Skip any image you find and restate the rest of the data word for word.

[Dataset entries]
|---|

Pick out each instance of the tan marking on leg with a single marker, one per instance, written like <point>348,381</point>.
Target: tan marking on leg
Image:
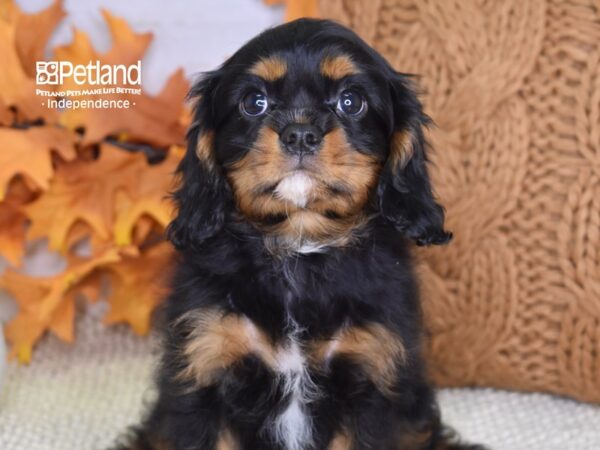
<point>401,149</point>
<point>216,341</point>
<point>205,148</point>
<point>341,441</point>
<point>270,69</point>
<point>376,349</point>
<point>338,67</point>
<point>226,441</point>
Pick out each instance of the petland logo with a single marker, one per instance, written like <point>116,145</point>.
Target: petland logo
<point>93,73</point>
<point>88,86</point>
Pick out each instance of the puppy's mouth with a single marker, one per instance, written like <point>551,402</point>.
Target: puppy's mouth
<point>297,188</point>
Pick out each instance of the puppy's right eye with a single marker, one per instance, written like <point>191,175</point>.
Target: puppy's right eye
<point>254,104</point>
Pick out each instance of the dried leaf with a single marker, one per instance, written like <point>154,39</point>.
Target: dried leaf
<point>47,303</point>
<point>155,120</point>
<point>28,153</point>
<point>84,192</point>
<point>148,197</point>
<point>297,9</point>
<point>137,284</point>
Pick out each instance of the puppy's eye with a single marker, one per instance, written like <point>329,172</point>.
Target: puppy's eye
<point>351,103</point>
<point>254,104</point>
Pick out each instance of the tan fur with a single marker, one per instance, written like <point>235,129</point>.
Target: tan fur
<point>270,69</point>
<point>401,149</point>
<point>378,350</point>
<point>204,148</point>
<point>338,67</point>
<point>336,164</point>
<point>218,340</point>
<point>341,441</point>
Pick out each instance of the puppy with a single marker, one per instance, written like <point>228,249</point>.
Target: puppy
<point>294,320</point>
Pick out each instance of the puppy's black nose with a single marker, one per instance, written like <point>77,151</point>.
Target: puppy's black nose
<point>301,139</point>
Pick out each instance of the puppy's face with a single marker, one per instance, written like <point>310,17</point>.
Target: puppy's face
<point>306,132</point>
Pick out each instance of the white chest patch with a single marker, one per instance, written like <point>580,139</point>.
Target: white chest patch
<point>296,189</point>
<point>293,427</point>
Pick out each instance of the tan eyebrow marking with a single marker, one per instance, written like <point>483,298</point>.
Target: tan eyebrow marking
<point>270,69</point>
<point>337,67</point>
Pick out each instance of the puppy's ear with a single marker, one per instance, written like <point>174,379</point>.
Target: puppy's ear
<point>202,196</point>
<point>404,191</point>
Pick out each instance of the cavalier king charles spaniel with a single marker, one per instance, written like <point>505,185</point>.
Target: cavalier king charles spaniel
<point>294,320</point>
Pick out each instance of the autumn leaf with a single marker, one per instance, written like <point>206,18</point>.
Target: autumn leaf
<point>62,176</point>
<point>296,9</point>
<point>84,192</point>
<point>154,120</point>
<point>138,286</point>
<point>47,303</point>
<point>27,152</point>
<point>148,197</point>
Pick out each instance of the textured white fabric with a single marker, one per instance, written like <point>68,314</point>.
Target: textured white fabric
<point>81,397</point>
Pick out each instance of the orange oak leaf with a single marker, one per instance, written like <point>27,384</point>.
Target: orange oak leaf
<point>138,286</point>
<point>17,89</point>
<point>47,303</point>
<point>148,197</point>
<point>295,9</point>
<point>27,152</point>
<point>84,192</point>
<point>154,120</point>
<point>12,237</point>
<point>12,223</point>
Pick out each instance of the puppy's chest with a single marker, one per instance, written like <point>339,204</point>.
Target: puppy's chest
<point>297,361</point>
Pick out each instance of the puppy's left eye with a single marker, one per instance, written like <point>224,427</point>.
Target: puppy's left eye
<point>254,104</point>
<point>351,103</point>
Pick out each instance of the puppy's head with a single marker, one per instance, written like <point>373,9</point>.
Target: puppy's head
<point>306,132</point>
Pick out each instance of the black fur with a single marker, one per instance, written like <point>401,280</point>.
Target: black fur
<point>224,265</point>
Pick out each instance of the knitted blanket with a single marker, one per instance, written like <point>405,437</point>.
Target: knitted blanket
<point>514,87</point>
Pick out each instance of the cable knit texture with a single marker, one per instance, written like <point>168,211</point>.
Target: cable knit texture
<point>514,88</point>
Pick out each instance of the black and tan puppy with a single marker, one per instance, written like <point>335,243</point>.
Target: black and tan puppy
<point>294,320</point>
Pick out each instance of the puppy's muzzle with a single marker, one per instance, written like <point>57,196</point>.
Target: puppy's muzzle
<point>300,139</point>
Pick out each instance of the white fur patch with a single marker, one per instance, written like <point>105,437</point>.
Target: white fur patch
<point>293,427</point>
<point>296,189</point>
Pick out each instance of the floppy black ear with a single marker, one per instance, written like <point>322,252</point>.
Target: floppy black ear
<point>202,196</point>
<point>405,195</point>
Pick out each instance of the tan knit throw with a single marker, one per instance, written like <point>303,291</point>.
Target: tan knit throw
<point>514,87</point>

|---|

▶ OUTPUT
Pick out each instance of the tan marking on leg with a single marker, one per instance, written like <point>348,381</point>.
Target: tan marking on leg
Image:
<point>401,149</point>
<point>216,341</point>
<point>205,148</point>
<point>341,441</point>
<point>270,69</point>
<point>376,349</point>
<point>338,67</point>
<point>226,441</point>
Pick out each instance of the petland logo with a single marker, one per instance, written like <point>116,145</point>.
Target: petland logo
<point>93,73</point>
<point>88,86</point>
Pick out each instance of the puppy's mouth with a single marker, one per instance, written like <point>551,402</point>.
Target: puppy's mouth
<point>297,188</point>
Pick out each instance of the puppy's right eye with a single marker, one per instance, written like <point>191,175</point>.
Target: puppy's right eye
<point>254,104</point>
Pick out each instance of the dried leaf with a single marker, one per instance, written like <point>154,39</point>.
Target: dried leaf
<point>47,303</point>
<point>155,120</point>
<point>28,153</point>
<point>84,192</point>
<point>148,197</point>
<point>297,9</point>
<point>137,284</point>
Pick out each instance of the puppy's eye with a single marker, one per instance, written like <point>329,172</point>.
Target: puppy's eye
<point>351,103</point>
<point>254,104</point>
Pick out each instance of the tan fur with a single marker, one per instance, written like <point>235,129</point>.
Target: tan fur
<point>270,69</point>
<point>401,149</point>
<point>378,350</point>
<point>204,148</point>
<point>338,67</point>
<point>336,164</point>
<point>218,340</point>
<point>341,441</point>
Pick out each instance of the puppy with a single marker, one per instance, written like <point>228,249</point>.
Target: puppy
<point>294,320</point>
Pick out each instance of the puppy's black nose with a single marker, one per instance, written like <point>77,151</point>.
Target: puppy's black nose
<point>301,139</point>
Pick out each instance of the puppy's face with a single marker, one per instance, written like <point>310,17</point>.
Target: puppy's face
<point>306,132</point>
Pick out each instance of the white chest patch with a single marker, one per instance, written like <point>580,139</point>.
Target: white chest patch
<point>296,189</point>
<point>293,427</point>
Pick out each instance of the tan eyebrow marking with a single marker, one per instance, written like <point>483,298</point>.
Target: tan eyebrow marking
<point>270,69</point>
<point>337,67</point>
Pick out each instance of the puppy's ear with a single marker, one per instance, written like <point>174,379</point>.
Target: puppy's ear
<point>202,196</point>
<point>404,191</point>
Pick out each instance of the cavalier king charles spaniel with a single marker, one per instance, written like <point>505,185</point>.
Target: cavalier king charles spaniel
<point>294,320</point>
Pick out each instance of the autumn leaf with a single marker, one per instance, written like <point>206,18</point>.
Target: autumn leaf
<point>62,176</point>
<point>296,9</point>
<point>84,192</point>
<point>154,120</point>
<point>138,286</point>
<point>47,303</point>
<point>27,152</point>
<point>148,197</point>
Pick out each instance of the textured white fabric with a single marker, one per instance, written like <point>68,314</point>.
Target: textured white fabric
<point>81,397</point>
Pick out each instance of the orange oak leaf with a single marker, one per instance, written like <point>27,384</point>.
Target: orange oak leaf
<point>138,286</point>
<point>17,89</point>
<point>47,303</point>
<point>148,197</point>
<point>295,9</point>
<point>27,152</point>
<point>84,192</point>
<point>154,120</point>
<point>12,237</point>
<point>12,223</point>
Pick out each instance of the puppy's chest with a single marker, one per instance, written like <point>339,204</point>.
Target: puppy's chest
<point>297,361</point>
Pick out each instance of the puppy's left eye with a single marker, one per instance, written like <point>224,427</point>.
Target: puppy's left eye
<point>254,104</point>
<point>351,103</point>
Pick out each instance of the puppy's head with a single marker, one per instance, written like <point>373,9</point>.
Target: puppy's head
<point>306,132</point>
Pick out each instance of the black fur with a single marker, one per instance, written like <point>401,280</point>.
Target: black fur
<point>224,265</point>
Pick out each instance of the knitted blanket with a single marker, one per instance, written like <point>405,437</point>.
Target: knitted blanket
<point>514,87</point>
Pick out each instance of the cable knit texture with a single marker, one per instance, written like <point>168,211</point>.
Target: cable knit texture
<point>514,88</point>
Pick out each instance of the black and tan puppy with a single marker, one per instance, written like <point>335,243</point>.
Target: black and tan puppy
<point>294,320</point>
Pick out each instance of the puppy's muzzle with a single marker, one per instance, written like <point>57,196</point>.
Target: puppy's muzzle
<point>300,139</point>
Pick out each instance of the white fur patch with a single marker, one per instance, written like <point>105,437</point>.
Target: white fur patch
<point>293,427</point>
<point>296,189</point>
Pick out each instance of the floppy black ear with a single marker, one per instance, written like <point>322,252</point>.
Target: floppy black ear
<point>202,196</point>
<point>405,195</point>
Pick out each instance of the tan knit throw with a single marker, one per instance, written like <point>303,291</point>.
Target: tan knit throw
<point>514,87</point>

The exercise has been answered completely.